======== Input for this task ========

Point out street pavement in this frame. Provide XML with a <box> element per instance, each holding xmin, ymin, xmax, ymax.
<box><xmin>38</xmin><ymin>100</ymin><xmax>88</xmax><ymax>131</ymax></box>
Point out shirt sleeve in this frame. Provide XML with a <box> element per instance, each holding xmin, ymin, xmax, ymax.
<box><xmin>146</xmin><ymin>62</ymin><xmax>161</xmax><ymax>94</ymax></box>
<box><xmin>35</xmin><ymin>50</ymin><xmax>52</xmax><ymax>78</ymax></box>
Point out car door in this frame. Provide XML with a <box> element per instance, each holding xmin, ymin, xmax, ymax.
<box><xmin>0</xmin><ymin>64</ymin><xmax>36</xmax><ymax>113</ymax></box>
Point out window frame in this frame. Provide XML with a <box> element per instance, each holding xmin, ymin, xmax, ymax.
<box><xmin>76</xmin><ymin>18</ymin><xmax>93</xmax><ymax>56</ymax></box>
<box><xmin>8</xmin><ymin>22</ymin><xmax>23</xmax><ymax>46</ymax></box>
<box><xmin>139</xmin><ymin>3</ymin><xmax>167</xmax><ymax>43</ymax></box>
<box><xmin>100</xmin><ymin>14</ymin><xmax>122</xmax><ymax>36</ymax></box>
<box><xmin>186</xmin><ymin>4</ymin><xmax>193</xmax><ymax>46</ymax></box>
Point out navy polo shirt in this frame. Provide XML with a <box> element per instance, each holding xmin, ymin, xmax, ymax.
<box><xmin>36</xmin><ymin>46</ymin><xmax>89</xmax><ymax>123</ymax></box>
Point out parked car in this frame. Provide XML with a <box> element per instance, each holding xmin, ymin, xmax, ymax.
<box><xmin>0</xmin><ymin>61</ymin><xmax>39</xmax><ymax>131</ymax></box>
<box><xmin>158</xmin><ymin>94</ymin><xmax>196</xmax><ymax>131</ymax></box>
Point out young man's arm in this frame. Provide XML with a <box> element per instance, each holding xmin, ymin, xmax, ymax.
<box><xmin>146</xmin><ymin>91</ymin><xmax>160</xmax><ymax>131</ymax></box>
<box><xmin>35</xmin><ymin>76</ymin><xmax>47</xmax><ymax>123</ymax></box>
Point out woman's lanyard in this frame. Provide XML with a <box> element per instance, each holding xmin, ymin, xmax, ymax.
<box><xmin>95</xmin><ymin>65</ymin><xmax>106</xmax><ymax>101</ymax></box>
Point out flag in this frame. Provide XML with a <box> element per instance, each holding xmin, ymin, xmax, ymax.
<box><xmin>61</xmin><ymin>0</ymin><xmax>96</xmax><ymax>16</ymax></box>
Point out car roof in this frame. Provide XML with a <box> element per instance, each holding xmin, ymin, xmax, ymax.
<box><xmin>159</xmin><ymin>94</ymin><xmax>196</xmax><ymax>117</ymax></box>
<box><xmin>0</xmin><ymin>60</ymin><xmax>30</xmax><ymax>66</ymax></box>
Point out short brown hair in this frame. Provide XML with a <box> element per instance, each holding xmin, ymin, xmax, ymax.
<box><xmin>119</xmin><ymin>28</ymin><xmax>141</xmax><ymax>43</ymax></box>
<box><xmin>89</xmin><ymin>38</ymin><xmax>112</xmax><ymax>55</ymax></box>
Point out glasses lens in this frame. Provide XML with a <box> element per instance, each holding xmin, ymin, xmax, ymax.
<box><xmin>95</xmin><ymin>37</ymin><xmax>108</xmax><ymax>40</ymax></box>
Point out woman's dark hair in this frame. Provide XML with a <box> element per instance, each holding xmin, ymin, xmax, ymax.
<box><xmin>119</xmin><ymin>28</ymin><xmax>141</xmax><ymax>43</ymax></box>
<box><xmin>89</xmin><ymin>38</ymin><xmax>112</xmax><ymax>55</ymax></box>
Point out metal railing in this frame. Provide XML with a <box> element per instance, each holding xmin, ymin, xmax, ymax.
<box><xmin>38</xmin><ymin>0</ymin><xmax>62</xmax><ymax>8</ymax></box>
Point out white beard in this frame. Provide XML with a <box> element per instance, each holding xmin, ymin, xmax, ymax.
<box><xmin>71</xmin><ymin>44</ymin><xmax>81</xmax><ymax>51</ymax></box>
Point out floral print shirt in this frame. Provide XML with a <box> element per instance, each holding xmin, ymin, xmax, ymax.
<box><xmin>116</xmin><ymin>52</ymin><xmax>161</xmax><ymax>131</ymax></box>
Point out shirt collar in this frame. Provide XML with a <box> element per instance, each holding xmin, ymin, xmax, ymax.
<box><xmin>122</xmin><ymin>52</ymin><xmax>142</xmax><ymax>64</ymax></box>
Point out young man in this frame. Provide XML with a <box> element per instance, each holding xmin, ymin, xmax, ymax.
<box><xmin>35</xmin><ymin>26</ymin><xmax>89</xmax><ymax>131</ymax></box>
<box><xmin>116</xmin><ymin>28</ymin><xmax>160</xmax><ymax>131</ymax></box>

========

Extract every line of the items above that contains the word "woman".

Point out woman's lanyard in this frame. Provide XML with a <box> element per instance, each holding xmin, ymin, xmax, ymax.
Point out woman's dark hair in this frame. Provide XML with a <box> element per instance, each holding xmin, ymin, xmax, ymax.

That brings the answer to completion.